**Reading text:**
----
What the market is missing: Schwab is about to lap the worst of TD Ameritrade integration costs while retaining the revenue synergies. Management guides to $1 billion+ in incremental cost savings realized through 2025. Their dominant position in RIA custody gives them structural exposure to the $84 trillion generational wealth transfer accelerating over the next two decades. This is a subscription business with AUM-linked fees that doesn’t care about quarterly GDP prints.

If Schwab executes on integration—which they historically do, having successfully integrated Ameritrade, OptionsXpress, and others—the ETF’s largest holding could re-rate 20-30% independent of macro conditions. The risk is execution stumbles or renewed deposit flight if rates spike further. But the setup is asymmetric: downside scenarios are well-understood while the integration payoff remains underappreciated.

Deregulation is under-priced, not over-priced

The consensus view holds that IAI’s 35% YTD gain already reflects deregulation optimism. This confuses sentiment with mechanics.
----
**Entries provided:**
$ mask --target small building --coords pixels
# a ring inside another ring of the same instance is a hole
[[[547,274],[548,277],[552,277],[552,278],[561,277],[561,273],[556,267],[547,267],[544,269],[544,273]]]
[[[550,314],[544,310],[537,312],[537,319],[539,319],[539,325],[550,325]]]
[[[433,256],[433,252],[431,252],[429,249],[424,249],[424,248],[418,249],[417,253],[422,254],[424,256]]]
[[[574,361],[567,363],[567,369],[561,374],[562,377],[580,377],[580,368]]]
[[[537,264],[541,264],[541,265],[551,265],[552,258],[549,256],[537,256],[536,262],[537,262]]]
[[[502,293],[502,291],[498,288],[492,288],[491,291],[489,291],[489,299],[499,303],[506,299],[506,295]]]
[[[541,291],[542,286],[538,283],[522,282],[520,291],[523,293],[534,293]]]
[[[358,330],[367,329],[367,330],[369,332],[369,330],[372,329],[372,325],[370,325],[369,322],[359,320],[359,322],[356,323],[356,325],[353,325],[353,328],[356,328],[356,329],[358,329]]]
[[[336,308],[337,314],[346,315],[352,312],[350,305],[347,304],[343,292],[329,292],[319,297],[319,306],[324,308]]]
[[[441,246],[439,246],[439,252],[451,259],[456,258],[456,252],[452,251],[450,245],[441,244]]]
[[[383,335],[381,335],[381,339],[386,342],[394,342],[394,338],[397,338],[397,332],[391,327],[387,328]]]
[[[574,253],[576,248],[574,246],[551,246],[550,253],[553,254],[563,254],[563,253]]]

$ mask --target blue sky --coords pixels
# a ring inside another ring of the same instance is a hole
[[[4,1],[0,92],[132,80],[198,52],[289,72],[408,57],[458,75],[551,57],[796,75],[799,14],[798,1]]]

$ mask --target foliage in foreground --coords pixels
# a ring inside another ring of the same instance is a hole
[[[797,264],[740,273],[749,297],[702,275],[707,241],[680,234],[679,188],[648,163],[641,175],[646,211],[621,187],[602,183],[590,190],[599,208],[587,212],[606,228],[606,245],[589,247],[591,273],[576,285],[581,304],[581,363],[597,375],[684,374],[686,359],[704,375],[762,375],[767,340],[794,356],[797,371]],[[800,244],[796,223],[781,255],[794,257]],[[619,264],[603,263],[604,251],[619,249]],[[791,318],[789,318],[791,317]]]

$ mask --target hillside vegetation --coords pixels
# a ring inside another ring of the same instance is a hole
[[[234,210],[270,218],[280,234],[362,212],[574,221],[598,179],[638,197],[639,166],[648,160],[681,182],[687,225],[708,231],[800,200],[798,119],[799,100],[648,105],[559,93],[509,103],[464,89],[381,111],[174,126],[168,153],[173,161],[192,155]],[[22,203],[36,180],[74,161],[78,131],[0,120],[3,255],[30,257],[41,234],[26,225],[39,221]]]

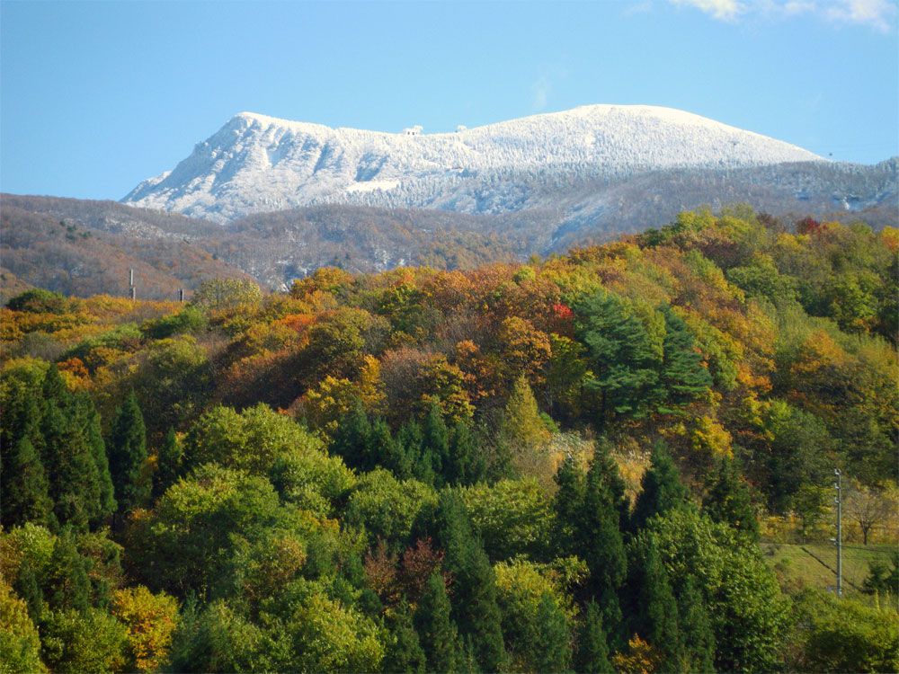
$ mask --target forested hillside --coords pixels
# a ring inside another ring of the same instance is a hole
[[[2,310],[12,671],[895,671],[899,232]],[[807,576],[806,578],[811,578]]]

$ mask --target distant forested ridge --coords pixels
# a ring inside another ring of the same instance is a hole
[[[0,661],[895,671],[897,253],[734,207],[468,270],[17,292]],[[787,560],[835,468],[879,560],[841,599]]]

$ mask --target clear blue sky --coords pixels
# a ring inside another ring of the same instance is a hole
[[[895,0],[0,4],[0,190],[120,199],[232,115],[443,131],[681,108],[899,154]]]

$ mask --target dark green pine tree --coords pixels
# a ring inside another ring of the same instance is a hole
[[[91,523],[100,525],[116,511],[117,507],[112,476],[110,474],[109,458],[106,456],[106,443],[103,442],[103,434],[100,426],[100,413],[97,412],[93,401],[87,394],[79,394],[75,396],[74,400],[77,423],[85,433],[85,440],[90,448],[93,463],[97,466],[97,488],[100,492],[100,498],[97,501]],[[147,483],[147,487],[148,486]]]
[[[670,306],[663,307],[662,314],[665,318],[665,337],[662,345],[664,398],[659,411],[668,412],[707,393],[712,386],[712,377],[702,363],[687,324]]]
[[[434,469],[431,456],[424,451],[424,439],[422,427],[414,419],[410,419],[396,433],[396,444],[405,455],[404,461],[412,466],[412,475],[425,484],[434,483]]]
[[[450,431],[443,421],[443,413],[439,404],[434,403],[428,410],[422,424],[423,454],[430,457],[431,468],[434,472],[434,486],[441,487],[447,483],[445,474],[450,463]]]
[[[728,524],[752,540],[759,540],[752,497],[734,459],[725,457],[719,462],[702,500],[702,509],[713,521]]]
[[[683,634],[678,627],[678,606],[653,539],[636,538],[629,547],[628,595],[631,631],[662,655],[659,672],[678,672],[683,662]]]
[[[485,479],[486,458],[471,425],[459,420],[450,430],[450,457],[446,466],[448,481],[468,486]]]
[[[587,472],[575,539],[579,556],[590,570],[587,599],[600,605],[610,642],[617,648],[626,640],[619,591],[627,580],[628,556],[606,467],[604,462],[593,461]]]
[[[371,423],[369,417],[361,404],[356,404],[340,420],[337,430],[334,431],[331,451],[343,457],[350,467],[369,471],[375,467],[369,456],[370,435]]]
[[[583,510],[583,471],[567,457],[556,472],[556,495],[553,497],[553,539],[559,556],[579,554],[577,534]]]
[[[428,671],[458,670],[458,634],[450,616],[450,610],[443,578],[435,572],[424,585],[414,616],[415,631],[424,651]]]
[[[53,512],[60,525],[86,530],[102,511],[102,492],[97,462],[92,451],[84,415],[66,389],[56,366],[50,366],[43,382],[40,435],[43,464],[53,500]]]
[[[715,633],[693,577],[679,579],[678,618],[683,635],[683,671],[715,671]]]
[[[600,397],[599,421],[642,417],[661,395],[660,360],[645,325],[618,296],[600,292],[575,308],[577,337],[594,377],[588,389]]]
[[[156,471],[153,474],[153,498],[159,498],[181,476],[184,450],[174,429],[170,428],[156,455]]]
[[[369,433],[368,454],[372,462],[377,466],[383,466],[393,471],[394,464],[398,457],[396,441],[390,432],[390,426],[383,419],[375,419],[371,422],[371,430]],[[405,453],[403,454],[405,457]],[[400,463],[400,467],[403,467]],[[394,471],[394,474],[400,479],[411,477],[410,474],[400,476],[399,473]]]
[[[21,597],[28,607],[28,615],[37,625],[44,612],[44,572],[46,569],[32,554],[22,555],[15,578],[13,579],[13,590]]]
[[[612,457],[611,448],[611,443],[606,438],[599,439],[593,453],[593,463],[598,465],[600,474],[609,488],[612,504],[618,511],[619,528],[627,531],[630,522],[630,501],[628,500],[627,485]]]
[[[10,449],[4,448],[2,477],[0,521],[4,528],[25,522],[53,526],[53,501],[48,492],[47,475],[27,433]]]
[[[91,600],[87,560],[78,553],[75,537],[67,529],[53,544],[47,566],[44,598],[53,610],[86,610]]]
[[[498,671],[505,662],[496,579],[481,541],[473,534],[465,506],[454,492],[438,500],[432,538],[445,552],[444,568],[453,576],[453,618],[459,634],[471,639],[478,665]]]
[[[134,391],[116,412],[109,436],[110,473],[121,512],[143,505],[150,484],[142,480],[147,463],[147,430]]]
[[[610,674],[609,644],[602,628],[602,612],[595,601],[587,602],[577,637],[574,670],[580,674]]]
[[[405,599],[397,605],[390,616],[387,627],[392,638],[384,654],[383,671],[389,674],[395,672],[423,674],[427,660],[412,623],[412,614]]]
[[[643,491],[636,497],[631,518],[634,531],[643,528],[650,518],[663,515],[688,502],[687,489],[681,483],[677,466],[661,441],[653,448],[649,470],[644,474],[640,484]]]
[[[544,674],[567,671],[571,666],[568,621],[548,592],[537,607],[537,670]]]

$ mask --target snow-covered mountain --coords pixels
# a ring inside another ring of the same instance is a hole
[[[506,213],[649,171],[823,161],[690,112],[589,105],[454,133],[331,129],[242,112],[122,201],[226,222],[323,203]]]

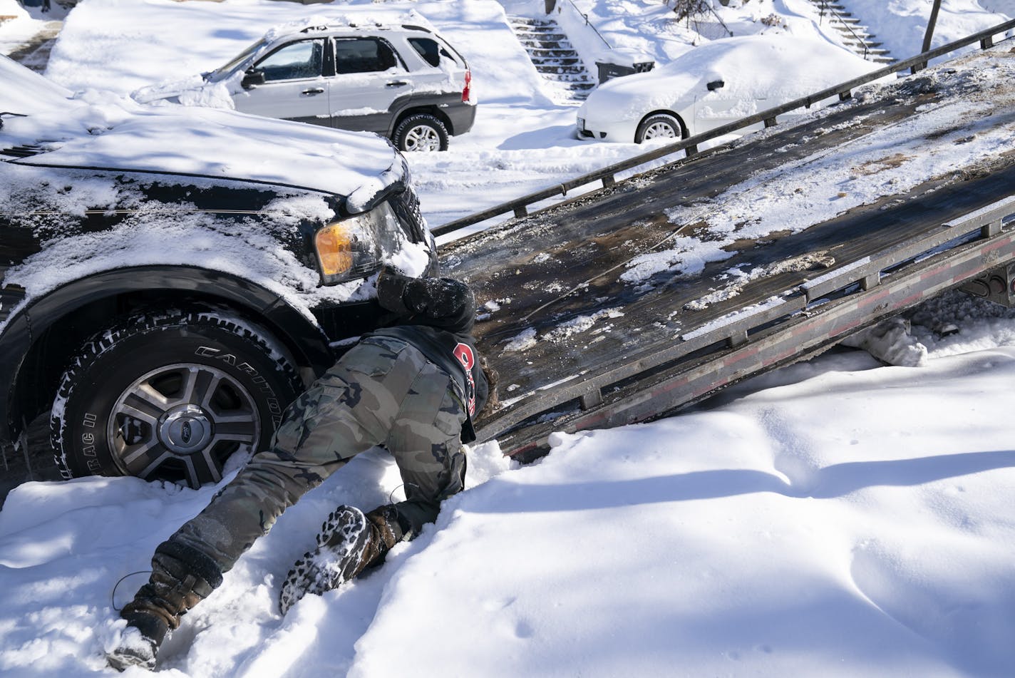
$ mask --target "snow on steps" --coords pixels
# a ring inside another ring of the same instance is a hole
[[[553,19],[509,16],[511,27],[536,70],[550,83],[558,104],[582,101],[597,81]]]
[[[821,20],[827,19],[828,25],[838,32],[839,42],[847,48],[875,63],[892,64],[897,61],[888,50],[882,48],[881,43],[874,40],[876,36],[870,32],[868,26],[863,25],[844,5],[828,0],[811,0],[811,3],[818,9]]]

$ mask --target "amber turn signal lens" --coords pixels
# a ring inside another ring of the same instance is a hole
[[[341,275],[352,268],[352,238],[344,224],[325,226],[318,231],[314,244],[325,275]]]

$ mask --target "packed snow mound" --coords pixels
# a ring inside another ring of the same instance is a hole
[[[763,68],[758,68],[763,64]],[[871,71],[878,64],[815,38],[745,36],[706,43],[647,73],[609,80],[586,104],[618,117],[670,109],[674,101],[740,99],[744,115],[812,94]],[[716,89],[708,83],[722,82]]]
[[[0,55],[0,113],[27,115],[64,106],[73,93]]]

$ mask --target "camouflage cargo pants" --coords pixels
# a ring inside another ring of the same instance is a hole
[[[462,397],[445,370],[405,342],[367,337],[289,406],[271,449],[170,539],[224,572],[304,492],[377,445],[402,474],[406,500],[396,509],[411,538],[464,486],[464,421]]]

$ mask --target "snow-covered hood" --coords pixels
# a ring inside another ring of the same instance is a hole
[[[16,132],[22,120],[4,131]],[[18,162],[245,179],[343,196],[402,179],[397,153],[377,135],[214,109],[148,110],[43,146],[48,152]]]

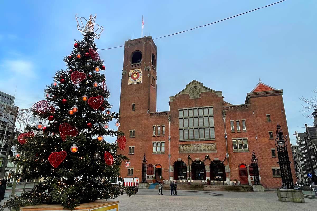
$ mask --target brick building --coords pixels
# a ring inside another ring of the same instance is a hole
[[[123,153],[131,166],[123,164],[121,176],[141,179],[145,153],[149,182],[155,177],[157,181],[236,179],[250,184],[254,150],[261,183],[280,187],[274,144],[278,123],[289,140],[282,90],[260,81],[244,104],[234,105],[224,101],[221,91],[194,80],[170,97],[169,111],[156,112],[157,50],[151,36],[125,43],[119,129],[127,138]]]

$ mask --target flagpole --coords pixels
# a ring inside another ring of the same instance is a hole
[[[141,33],[141,37],[143,35],[143,16],[142,16],[142,30]]]

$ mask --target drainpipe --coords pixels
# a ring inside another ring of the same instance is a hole
[[[171,115],[168,116],[168,176],[171,179]]]
[[[226,139],[226,148],[227,149],[227,154],[226,155],[226,157],[227,158],[227,160],[228,162],[228,173],[229,174],[229,180],[230,180],[230,168],[229,166],[229,153],[228,153],[228,140],[227,139],[227,130],[226,128],[226,113],[224,111],[223,112],[222,116],[223,118],[223,124],[224,125],[224,138]]]

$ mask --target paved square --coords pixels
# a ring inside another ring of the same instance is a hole
[[[282,202],[276,192],[226,192],[179,190],[177,195],[163,190],[141,189],[136,195],[118,197],[120,211],[146,210],[217,211],[317,211],[317,200],[305,198],[305,203]]]

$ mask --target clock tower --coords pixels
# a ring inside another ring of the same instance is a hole
[[[156,52],[151,36],[125,42],[120,122],[156,111]]]

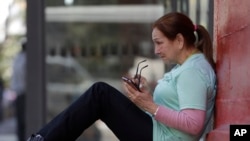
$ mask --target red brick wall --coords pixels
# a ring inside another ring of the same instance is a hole
[[[218,93],[208,141],[229,141],[230,124],[250,124],[250,1],[214,1]]]

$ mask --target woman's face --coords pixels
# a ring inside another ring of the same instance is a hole
[[[178,47],[175,40],[169,40],[157,28],[154,28],[152,31],[152,40],[155,47],[155,54],[158,55],[165,63],[177,62]]]

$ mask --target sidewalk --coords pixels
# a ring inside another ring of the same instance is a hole
[[[101,141],[118,141],[114,134],[107,128],[107,126],[97,121],[97,128],[101,131]],[[6,119],[0,122],[0,141],[17,141],[15,134],[16,120],[15,118]]]

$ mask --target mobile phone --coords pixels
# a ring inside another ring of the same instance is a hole
[[[139,86],[133,82],[131,79],[127,78],[127,77],[122,77],[122,80],[125,81],[126,83],[128,83],[130,86],[132,86],[134,89],[138,90],[138,91],[141,91]]]

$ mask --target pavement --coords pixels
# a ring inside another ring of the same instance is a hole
----
**Assignment:**
List every dollar amount and percentage that appears in the passage on Schwab above.

**Response to the exercise:**
- $1 billion+
- $84 trillion
- 20-30%
- 35%